RAW RECORDS:

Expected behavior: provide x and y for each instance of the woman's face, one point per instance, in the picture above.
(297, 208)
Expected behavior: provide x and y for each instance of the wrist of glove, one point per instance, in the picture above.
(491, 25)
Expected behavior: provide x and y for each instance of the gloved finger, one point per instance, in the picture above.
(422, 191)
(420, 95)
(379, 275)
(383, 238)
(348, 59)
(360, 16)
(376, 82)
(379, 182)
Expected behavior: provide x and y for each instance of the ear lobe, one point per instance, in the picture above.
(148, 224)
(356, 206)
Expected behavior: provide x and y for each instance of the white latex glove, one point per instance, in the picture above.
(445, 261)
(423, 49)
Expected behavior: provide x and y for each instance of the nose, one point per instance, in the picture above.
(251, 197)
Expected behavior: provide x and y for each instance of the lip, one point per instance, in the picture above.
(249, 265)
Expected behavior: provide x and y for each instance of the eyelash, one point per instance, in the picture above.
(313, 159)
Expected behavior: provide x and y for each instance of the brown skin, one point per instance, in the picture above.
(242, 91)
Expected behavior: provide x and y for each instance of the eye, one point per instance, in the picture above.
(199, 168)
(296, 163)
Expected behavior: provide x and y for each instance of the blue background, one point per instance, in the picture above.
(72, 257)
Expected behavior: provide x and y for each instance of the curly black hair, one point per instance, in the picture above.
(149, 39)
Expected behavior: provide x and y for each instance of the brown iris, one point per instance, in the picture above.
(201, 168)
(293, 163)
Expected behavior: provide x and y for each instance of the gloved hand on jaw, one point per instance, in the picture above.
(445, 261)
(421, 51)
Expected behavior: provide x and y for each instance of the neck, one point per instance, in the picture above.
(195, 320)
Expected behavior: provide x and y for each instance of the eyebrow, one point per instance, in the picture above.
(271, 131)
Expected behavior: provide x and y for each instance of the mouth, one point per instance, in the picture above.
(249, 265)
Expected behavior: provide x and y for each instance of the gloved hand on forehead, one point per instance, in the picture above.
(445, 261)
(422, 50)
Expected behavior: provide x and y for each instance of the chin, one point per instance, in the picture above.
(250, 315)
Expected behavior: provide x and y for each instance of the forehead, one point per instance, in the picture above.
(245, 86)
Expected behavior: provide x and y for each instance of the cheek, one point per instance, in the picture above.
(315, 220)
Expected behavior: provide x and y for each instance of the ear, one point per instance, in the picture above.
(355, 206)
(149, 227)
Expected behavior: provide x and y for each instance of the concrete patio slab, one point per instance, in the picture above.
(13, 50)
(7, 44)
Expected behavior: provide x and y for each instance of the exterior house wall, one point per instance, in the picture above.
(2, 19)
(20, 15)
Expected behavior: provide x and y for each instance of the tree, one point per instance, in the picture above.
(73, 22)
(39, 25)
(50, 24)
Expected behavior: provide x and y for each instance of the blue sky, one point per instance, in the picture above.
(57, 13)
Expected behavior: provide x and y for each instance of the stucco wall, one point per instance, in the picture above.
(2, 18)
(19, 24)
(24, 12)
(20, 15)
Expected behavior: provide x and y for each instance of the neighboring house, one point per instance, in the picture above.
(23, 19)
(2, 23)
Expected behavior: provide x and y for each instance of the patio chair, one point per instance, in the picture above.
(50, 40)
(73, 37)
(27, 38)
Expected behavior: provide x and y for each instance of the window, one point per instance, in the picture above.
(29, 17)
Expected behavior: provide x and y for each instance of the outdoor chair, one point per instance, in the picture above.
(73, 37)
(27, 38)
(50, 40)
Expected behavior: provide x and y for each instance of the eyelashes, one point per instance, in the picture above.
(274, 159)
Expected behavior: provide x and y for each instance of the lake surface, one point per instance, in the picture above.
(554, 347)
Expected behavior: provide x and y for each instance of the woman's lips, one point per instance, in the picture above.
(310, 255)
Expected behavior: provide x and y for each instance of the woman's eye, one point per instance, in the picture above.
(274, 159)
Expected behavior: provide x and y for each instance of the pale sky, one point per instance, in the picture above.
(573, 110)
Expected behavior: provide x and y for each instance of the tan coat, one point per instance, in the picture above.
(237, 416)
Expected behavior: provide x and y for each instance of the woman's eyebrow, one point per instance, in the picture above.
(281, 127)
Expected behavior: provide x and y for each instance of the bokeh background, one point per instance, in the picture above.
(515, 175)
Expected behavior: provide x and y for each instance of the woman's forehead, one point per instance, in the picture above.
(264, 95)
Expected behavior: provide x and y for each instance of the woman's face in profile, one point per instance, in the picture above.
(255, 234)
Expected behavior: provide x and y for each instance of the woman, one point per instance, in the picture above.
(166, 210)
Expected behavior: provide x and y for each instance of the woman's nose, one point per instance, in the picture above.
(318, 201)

DIRECTIONS FOR THIS TASK:
Give the entries once more, exactly as they appear.

ANSWER BELOW:
Expected behavior: provide x and y for each instance of the woman's face, one point per instance, in the picture above.
(297, 208)
Expected behavior: provide x and y for each instance of the wrist of glove, one point per instance, in the picture above.
(491, 25)
Expected behavior: provide x and y for each instance of the gloved finger, one point per instance, in the picture above.
(422, 191)
(420, 95)
(379, 275)
(383, 238)
(348, 59)
(360, 16)
(376, 82)
(379, 182)
Expected behavior: provide x and y for each instance of the ear lobe, one point per instance, in the picture above.
(148, 224)
(356, 206)
Expected behavior: provide x and y for each instance of the white latex glove, one point per instance, in the picture above.
(445, 261)
(423, 49)
Expected behavior: provide x and y for each instance of the nose, one point per instance, in the picture above.
(251, 197)
Expected behavior: provide x and y for each instance of the lip, one point per instance, in the picture above.
(249, 265)
Expected behavior: provide x and y for each instance of the eyelash, one point per instance, in the picture above.
(313, 159)
Expected behavior: provide x and y for each instance of the brown skin, one point per instance, in the picture above.
(242, 91)
Expected behavior: provide x and y for each instance of the eye, one point per instance, in the picture above.
(199, 168)
(296, 163)
Expected behavior: provide x and y for each instance of the blue background, one point per instance, in the picture above.
(72, 257)
Expected behavior: provide x and y for each instance of the curly black hair, one point per instance, in the picture above.
(149, 39)
Expected behavior: provide x and y for each instance of the brown iris, one point per instance, in the picture above.
(201, 168)
(293, 163)
Expected behavior: provide x and y for each instance of the gloved hand on jaw, one point per instance, in the picture above.
(445, 261)
(421, 51)
Expected behavior: provide x and y for each instance of the neck, one point per instance, in the picture above.
(195, 320)
Expected behavior: provide x and y for each instance of the eyebrow, one point per instance, in the picture above.
(271, 131)
Expected behavior: provide x and y for each instance of the mouth, one point per instance, in the picture above.
(249, 265)
Expected behavior: provide x and y for each instance of the gloved hand on forehead, one point per instance, in the picture above.
(445, 261)
(422, 50)
Expected behavior: provide x and y for each instance of the chin, one point per instance, in the picture above.
(250, 315)
Expected behavior: provide x and y for each instance of the forehead, one point per instance, in the picture above.
(245, 86)
Expected behavior: provide x and y for each instance of the cheek, one point per instance, in the picture above.
(315, 220)
Expected behavior: provide x and y for each instance of the ear, one point per instance, in the picture above.
(355, 206)
(149, 227)
Expected behavior: provide x and y for each instance of the concrete patio slab, one point per instance, in the picture above.
(13, 50)
(7, 44)
Expected behavior: provide x and y for each instance of the exterior house wall, one point per instance, in the picture above.
(2, 19)
(20, 15)
Expected behavior: provide x and y for each instance of the tree, one point per instance, in the picture above.
(73, 22)
(39, 25)
(50, 24)
Expected behavior: provide x and y for each instance of the blue sky, one point per instance, in the picture above.
(57, 13)
Expected behavior: provide x and y for each instance of the stucco wall, one point per instance, in the picture above.
(2, 18)
(19, 24)
(24, 12)
(20, 15)
Expected behavior: provide x and y for each instance of the neighboring house, one point per instance, in the picture above.
(23, 19)
(2, 23)
Expected behavior: provide x and y for each instance of the patio chair, one point per instance, in the picture above.
(50, 40)
(73, 37)
(27, 38)
Expected behavior: provide x and y for each instance of the window, one point per instance, in the picture above.
(29, 17)
Expected behavior: provide x and y for each instance of the outdoor chair, one point per instance, in the picture above.
(73, 37)
(27, 38)
(50, 40)
Expected behavior: provide x and y for each instance of the eyelashes, one point per instance, in the picture above.
(274, 159)
Expected behavior: provide x and y for each instance of the lake surface, one point per instance, in the picture above.
(554, 347)
Expected behavior: provide x and y for each instance of the woman's lips, one point per instance, in the picture above.
(310, 255)
Expected behavior: provide x and y for each instance of the woman's eye, one point per instance, in the picture above.
(274, 159)
Expected behavior: provide x and y for each instance of the pale sky, one point per instance, in the picture above.
(573, 110)
Expected behavior: provide x and y for each instance of the tan coat, one point per instance, in the picture above.
(237, 416)
Expected behavior: provide x and y for each instance of the woman's eyebrow, one point per instance, in the picture above.
(281, 127)
Expected behavior: provide x and y for each instance of the bokeh background, one point per instance, in the picture above.
(515, 175)
Expected behavior: provide x and y for each instance of the woman's forehead, one point per instance, in the picture above.
(264, 95)
Expected behavior: provide x and y for each instance of the woman's face in profile, one point per instance, in the picture above.
(255, 234)
Expected behavior: provide x and y for each instance of the woman, one point per instance, in the picture above.
(166, 210)
Expected behavior: provide x and y for each instance of the woman's nose, one point per instance, in the picture above.
(318, 201)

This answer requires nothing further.